- _Tasks for this exercise_
1. Return the passage of the blog post about moving out starting at "We’re still technically" and ending at "send to Goodwill.", copied word for word.
2. Condense the paragraph of the blog post about moving out that begins "On the 22nd, we're picking up a friend" into a short bulleted list that keeps its main facts.
3. Answer these questions from the blog post about moving out:
(a) On which page did the writer add a map?
(b) Which states would the writer like to explore by going back on the road?
(c) How much time does the writer realize is left to be done packing?

- _Selected text_
OK- I guess we don’t have to have the house cleared out by tomorrow.

And…. that’s all the excitement I’m going to discuss right now. If you check out the Upcoming Trip Details page, you’ll see that I added a map. At this point, the itinerary listed is pretty solid looking. Let’s see how long that lasts.

We’re still technically “undecided” about our plans after October. I’d like to go back on the road and explore the Southeastern states, so if you live out that way please don’t hesitate to add yourself to the List of People to Visit.

OK… I’m heading back into the jungle of sticky notes, endless lists, reminders, notes-to-myself and things to send to Goodwill.

Aaaaaaaaahhhhhhhh

  • Posted on June 15, 2011 at 1:24 am

Oh boy. I’m freaking out here. So OK we’re leaving technically on July 2nd because my daughters have a wedding to go to. I’m not freaking out about the fact that one of their friends will be married, honestly, although the bachelorette party sounded hilarious.

I’m freaking out because I just realized that I have LESS THAN A WEEK to pretty much be DONE packing.

On the 22nd, we’re picking up a friend at the airport, she’ll be driving down to LA with us and also on that day we need to be out of our house. I could make a long story short, or I could just say “It’s a long story”

Either way

our last week or two in town will be spent AWAY from this house and never coming back (hopefully- I really can’t stand this house)

I’m so completely excited, except for a few things.

- _Dataset content_
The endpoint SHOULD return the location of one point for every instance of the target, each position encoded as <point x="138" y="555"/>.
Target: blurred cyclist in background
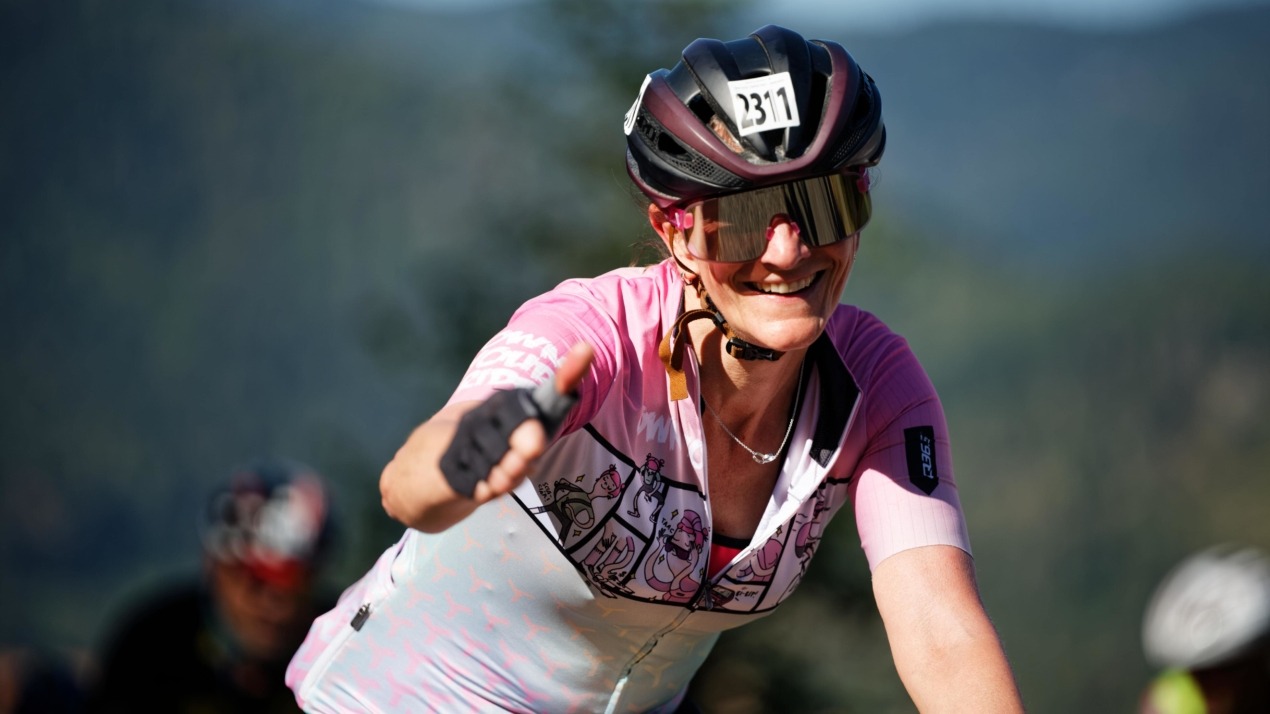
<point x="221" y="643"/>
<point x="1208" y="629"/>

- _Full answers_
1.
We’re still technically “undecided” about our plans after October. I’d like to go back on the road and explore the Southeastern states, so if you live out that way please don’t hesitate to add yourself to the List of People to Visit.

OK… I’m heading back into the jungle of sticky notes, endless lists, reminders, notes-to-myself and things to send to Goodwill.

2.
- On the 22nd, they are picking up a friend at the airport.
- The friend will drive down to LA with them.
- They also need to be out of their house that day.
- The reason is "a long story."

3.
(a) The Upcoming Trip Details page.
(b) The Southeastern states.
(c) Less than a week.